A verbatim copy of the data below is the required output.

#### Source records ####

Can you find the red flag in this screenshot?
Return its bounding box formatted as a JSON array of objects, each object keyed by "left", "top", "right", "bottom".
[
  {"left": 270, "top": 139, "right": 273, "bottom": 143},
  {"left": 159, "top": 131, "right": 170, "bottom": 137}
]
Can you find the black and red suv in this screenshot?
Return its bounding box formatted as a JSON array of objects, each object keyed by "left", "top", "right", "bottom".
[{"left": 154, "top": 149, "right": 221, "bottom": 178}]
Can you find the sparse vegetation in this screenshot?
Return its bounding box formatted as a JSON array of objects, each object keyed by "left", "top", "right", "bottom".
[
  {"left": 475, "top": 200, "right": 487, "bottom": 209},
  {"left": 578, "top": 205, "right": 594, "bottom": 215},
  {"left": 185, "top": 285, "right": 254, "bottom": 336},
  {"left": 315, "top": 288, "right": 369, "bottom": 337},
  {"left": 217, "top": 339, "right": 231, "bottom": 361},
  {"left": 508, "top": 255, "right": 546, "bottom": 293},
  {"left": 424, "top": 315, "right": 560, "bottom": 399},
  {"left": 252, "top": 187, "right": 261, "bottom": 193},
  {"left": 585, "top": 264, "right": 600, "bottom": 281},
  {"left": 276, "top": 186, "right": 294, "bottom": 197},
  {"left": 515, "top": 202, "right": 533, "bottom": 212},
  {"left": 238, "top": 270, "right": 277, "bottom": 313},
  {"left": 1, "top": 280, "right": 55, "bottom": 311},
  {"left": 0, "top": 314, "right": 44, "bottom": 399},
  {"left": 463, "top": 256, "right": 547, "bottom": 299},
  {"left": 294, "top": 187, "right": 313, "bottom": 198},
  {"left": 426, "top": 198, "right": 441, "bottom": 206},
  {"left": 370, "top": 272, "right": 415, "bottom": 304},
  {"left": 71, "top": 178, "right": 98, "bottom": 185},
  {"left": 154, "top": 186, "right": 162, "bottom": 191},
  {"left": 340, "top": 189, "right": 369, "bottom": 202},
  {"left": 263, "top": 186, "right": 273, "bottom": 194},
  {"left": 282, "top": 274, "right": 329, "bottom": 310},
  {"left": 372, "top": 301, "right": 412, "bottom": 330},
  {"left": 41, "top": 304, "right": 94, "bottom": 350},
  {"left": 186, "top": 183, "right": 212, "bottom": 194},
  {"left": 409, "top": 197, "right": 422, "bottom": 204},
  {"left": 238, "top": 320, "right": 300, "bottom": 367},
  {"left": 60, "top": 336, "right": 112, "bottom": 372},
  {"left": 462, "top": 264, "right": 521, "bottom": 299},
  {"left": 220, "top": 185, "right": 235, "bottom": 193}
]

####

== Solution below ==
Can you find the red flag in this screenshot?
Return its bounding box formatted as a JSON array of objects, each object keyed by "left", "top", "right", "bottom".
[
  {"left": 270, "top": 139, "right": 273, "bottom": 143},
  {"left": 159, "top": 131, "right": 170, "bottom": 137}
]
Can you find the black and red suv in this screenshot?
Return its bounding box formatted as a JSON array of objects, each object keyed by "left", "top", "right", "bottom".
[{"left": 154, "top": 149, "right": 221, "bottom": 178}]
Can you find the sparse vegetation in this screenshot?
Return its bounding box formatted as a JSON array of objects, each object keyed by "left", "top", "right", "bottom".
[
  {"left": 475, "top": 200, "right": 487, "bottom": 209},
  {"left": 578, "top": 205, "right": 594, "bottom": 215},
  {"left": 185, "top": 285, "right": 254, "bottom": 336},
  {"left": 315, "top": 288, "right": 369, "bottom": 337},
  {"left": 217, "top": 339, "right": 231, "bottom": 361},
  {"left": 508, "top": 255, "right": 546, "bottom": 293},
  {"left": 424, "top": 315, "right": 560, "bottom": 399},
  {"left": 252, "top": 187, "right": 261, "bottom": 193},
  {"left": 585, "top": 264, "right": 600, "bottom": 281},
  {"left": 276, "top": 186, "right": 294, "bottom": 197},
  {"left": 515, "top": 202, "right": 533, "bottom": 212},
  {"left": 238, "top": 270, "right": 277, "bottom": 313},
  {"left": 1, "top": 280, "right": 55, "bottom": 311},
  {"left": 0, "top": 314, "right": 44, "bottom": 399},
  {"left": 463, "top": 256, "right": 547, "bottom": 299},
  {"left": 294, "top": 187, "right": 313, "bottom": 198},
  {"left": 426, "top": 198, "right": 441, "bottom": 206},
  {"left": 370, "top": 272, "right": 415, "bottom": 304},
  {"left": 71, "top": 178, "right": 98, "bottom": 185},
  {"left": 154, "top": 186, "right": 162, "bottom": 191},
  {"left": 340, "top": 189, "right": 369, "bottom": 202},
  {"left": 263, "top": 186, "right": 273, "bottom": 194},
  {"left": 282, "top": 274, "right": 329, "bottom": 310},
  {"left": 372, "top": 301, "right": 412, "bottom": 330},
  {"left": 41, "top": 304, "right": 94, "bottom": 350},
  {"left": 186, "top": 183, "right": 212, "bottom": 194},
  {"left": 409, "top": 197, "right": 422, "bottom": 204},
  {"left": 238, "top": 320, "right": 300, "bottom": 367},
  {"left": 60, "top": 336, "right": 112, "bottom": 372},
  {"left": 462, "top": 264, "right": 521, "bottom": 299},
  {"left": 220, "top": 185, "right": 235, "bottom": 193}
]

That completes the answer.